> **Aim of the task**:
Where a line below holds the string "statue", copy that line.

── Exercise material

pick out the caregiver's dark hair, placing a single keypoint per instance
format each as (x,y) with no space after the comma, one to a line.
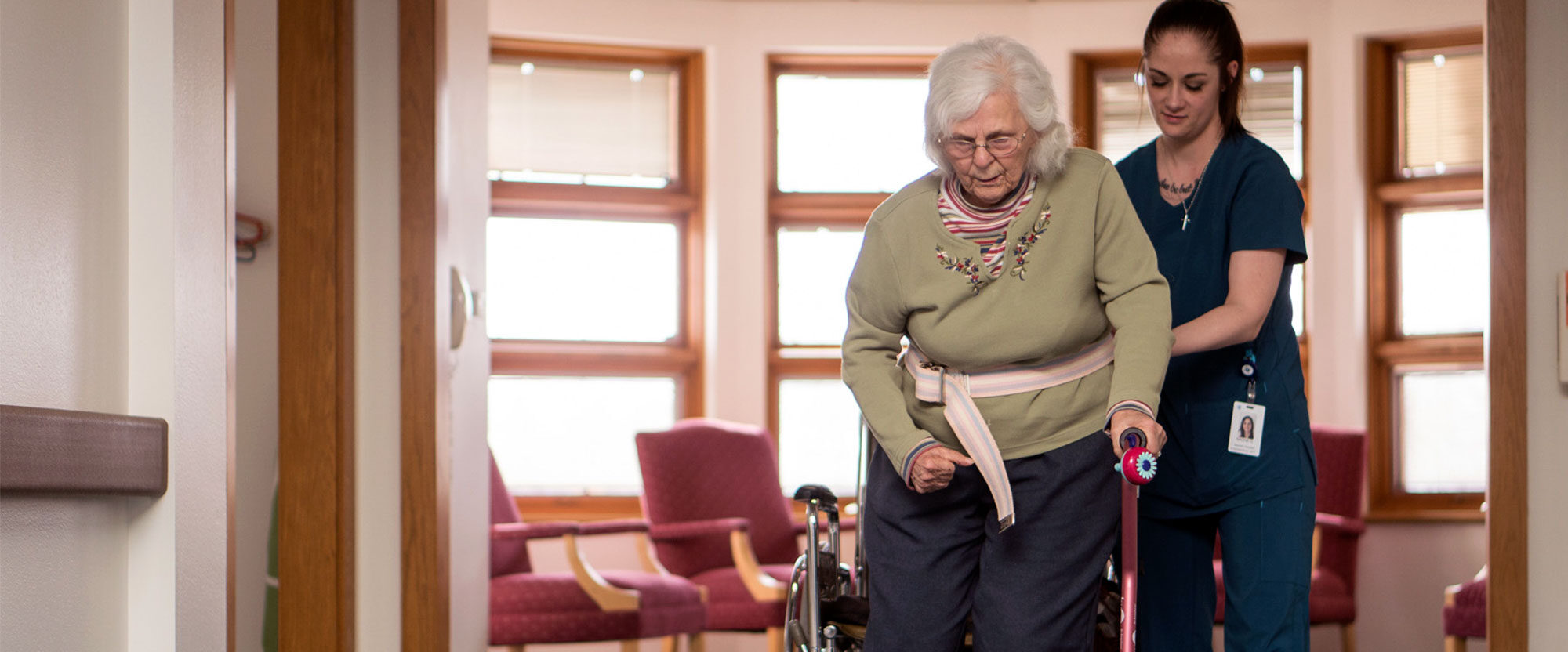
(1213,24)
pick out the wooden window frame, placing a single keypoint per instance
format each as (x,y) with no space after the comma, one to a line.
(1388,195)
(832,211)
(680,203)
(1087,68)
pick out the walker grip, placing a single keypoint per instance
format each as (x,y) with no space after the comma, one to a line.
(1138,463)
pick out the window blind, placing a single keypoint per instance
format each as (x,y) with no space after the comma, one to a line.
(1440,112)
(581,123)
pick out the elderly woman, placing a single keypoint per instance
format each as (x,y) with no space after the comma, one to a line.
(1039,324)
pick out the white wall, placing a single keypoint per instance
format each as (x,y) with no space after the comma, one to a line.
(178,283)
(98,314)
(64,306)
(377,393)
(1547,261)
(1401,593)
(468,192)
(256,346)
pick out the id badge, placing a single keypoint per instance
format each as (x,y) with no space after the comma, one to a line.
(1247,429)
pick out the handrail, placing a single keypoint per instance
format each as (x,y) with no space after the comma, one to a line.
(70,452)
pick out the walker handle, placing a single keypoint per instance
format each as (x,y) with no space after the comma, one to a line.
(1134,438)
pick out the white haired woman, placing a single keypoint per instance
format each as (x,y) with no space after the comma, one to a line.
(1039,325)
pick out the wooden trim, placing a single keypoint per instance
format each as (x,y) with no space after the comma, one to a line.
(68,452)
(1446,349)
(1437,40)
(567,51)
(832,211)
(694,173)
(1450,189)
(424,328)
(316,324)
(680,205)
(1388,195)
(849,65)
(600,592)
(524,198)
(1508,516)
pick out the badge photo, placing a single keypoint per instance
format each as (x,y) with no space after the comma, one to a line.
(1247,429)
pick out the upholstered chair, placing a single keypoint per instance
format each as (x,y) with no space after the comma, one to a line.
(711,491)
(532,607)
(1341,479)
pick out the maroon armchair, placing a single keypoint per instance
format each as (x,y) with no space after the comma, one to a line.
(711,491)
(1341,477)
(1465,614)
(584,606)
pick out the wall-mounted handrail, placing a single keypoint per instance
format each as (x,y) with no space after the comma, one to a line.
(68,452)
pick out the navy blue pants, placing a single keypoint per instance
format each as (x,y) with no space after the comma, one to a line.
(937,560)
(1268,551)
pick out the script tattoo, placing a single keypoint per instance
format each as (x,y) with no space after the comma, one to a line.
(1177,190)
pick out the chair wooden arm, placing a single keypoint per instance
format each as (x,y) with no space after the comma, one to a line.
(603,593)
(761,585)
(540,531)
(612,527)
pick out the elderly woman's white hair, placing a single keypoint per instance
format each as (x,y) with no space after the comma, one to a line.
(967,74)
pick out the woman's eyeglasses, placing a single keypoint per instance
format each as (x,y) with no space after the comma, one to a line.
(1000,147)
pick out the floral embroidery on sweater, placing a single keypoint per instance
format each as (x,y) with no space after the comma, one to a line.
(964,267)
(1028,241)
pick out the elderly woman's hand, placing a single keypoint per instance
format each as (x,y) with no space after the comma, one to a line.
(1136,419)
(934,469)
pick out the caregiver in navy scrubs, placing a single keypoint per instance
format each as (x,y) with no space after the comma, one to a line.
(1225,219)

────
── Exercise material

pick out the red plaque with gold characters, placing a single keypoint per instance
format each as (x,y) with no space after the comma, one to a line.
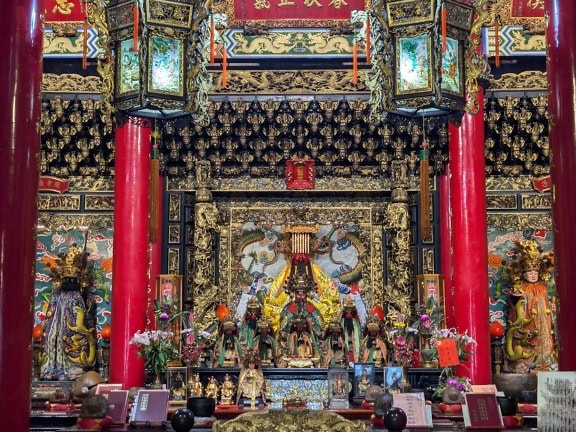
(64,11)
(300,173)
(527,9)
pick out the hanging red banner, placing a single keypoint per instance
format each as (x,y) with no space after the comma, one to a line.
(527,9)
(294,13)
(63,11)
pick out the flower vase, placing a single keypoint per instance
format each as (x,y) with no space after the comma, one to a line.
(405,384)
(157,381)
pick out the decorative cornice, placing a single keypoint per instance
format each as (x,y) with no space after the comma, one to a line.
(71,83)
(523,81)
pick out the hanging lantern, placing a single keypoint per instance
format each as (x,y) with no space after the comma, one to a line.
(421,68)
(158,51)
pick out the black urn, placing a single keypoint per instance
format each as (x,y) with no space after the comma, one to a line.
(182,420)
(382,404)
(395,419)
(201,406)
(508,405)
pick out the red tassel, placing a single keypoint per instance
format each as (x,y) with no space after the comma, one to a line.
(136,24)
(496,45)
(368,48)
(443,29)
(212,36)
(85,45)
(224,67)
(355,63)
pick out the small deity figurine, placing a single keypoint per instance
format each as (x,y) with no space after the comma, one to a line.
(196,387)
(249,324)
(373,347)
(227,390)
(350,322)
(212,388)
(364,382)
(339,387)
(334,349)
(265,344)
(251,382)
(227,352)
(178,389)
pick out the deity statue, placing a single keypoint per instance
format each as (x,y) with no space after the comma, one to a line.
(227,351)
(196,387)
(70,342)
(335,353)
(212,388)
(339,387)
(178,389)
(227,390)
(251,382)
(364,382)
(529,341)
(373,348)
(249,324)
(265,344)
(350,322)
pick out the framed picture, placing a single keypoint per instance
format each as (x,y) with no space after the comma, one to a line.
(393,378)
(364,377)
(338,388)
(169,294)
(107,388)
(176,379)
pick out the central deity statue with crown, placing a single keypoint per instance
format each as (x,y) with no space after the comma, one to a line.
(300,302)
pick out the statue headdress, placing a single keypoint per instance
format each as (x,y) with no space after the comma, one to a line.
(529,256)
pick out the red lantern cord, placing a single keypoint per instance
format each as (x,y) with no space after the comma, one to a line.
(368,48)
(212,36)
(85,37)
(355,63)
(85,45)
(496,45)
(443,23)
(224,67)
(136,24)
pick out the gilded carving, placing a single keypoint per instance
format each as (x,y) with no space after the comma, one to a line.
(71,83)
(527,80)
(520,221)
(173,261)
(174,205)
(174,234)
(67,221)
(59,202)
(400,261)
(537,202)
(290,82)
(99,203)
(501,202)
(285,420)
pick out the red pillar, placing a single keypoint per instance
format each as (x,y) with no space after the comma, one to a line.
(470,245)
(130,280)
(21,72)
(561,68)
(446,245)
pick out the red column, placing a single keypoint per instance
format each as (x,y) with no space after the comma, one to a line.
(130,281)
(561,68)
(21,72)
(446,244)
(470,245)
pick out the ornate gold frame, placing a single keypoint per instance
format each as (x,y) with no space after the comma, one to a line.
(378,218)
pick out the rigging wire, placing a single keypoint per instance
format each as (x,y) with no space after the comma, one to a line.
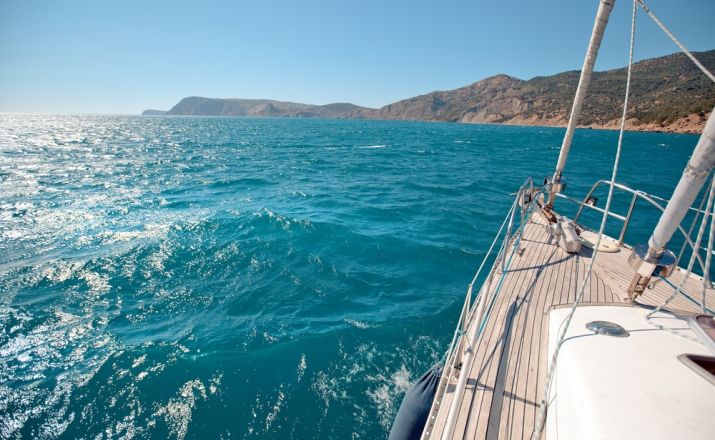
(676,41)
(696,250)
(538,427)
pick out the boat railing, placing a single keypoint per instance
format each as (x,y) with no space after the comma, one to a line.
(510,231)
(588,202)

────

> **Exercise result**:
pick out the deity statue, placing a single keypoint per instance
pick out the central deity statue with crown, placing a single keypoint per instance
pick out the statue headdress, placing a single keypoint per instance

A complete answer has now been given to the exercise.